In the records below, set down word for word everything from the line containing "Each instance receives one keypoint. Mark the brick pillar" down to the final line of the records, including both of those lines.
___ DATA TO USE ___
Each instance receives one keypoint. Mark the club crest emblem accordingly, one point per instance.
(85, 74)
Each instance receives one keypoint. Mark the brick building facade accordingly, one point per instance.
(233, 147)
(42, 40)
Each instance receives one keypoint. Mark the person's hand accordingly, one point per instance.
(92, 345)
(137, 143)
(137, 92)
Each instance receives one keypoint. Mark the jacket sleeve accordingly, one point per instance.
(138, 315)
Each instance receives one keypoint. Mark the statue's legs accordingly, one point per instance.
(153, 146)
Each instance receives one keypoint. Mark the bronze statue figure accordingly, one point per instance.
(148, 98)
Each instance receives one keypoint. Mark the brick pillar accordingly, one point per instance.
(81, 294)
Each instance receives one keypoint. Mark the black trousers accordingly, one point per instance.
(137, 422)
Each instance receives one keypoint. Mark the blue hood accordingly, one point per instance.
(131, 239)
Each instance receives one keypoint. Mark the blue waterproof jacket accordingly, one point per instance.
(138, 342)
___
TASK ANSWER -
Each instance receives one keypoint. Mark the brick pillar accordingly, one point per instance.
(81, 294)
Each instance receives one keypoint. Mark the black trousers accordingly, one point per instance.
(137, 422)
Each instance receives one keypoint. Mark the blue hood accordingly, one point per instance.
(131, 239)
Each instance receives one keypoint. Mark the blue waterproof jacket accordingly, one point per instance.
(138, 342)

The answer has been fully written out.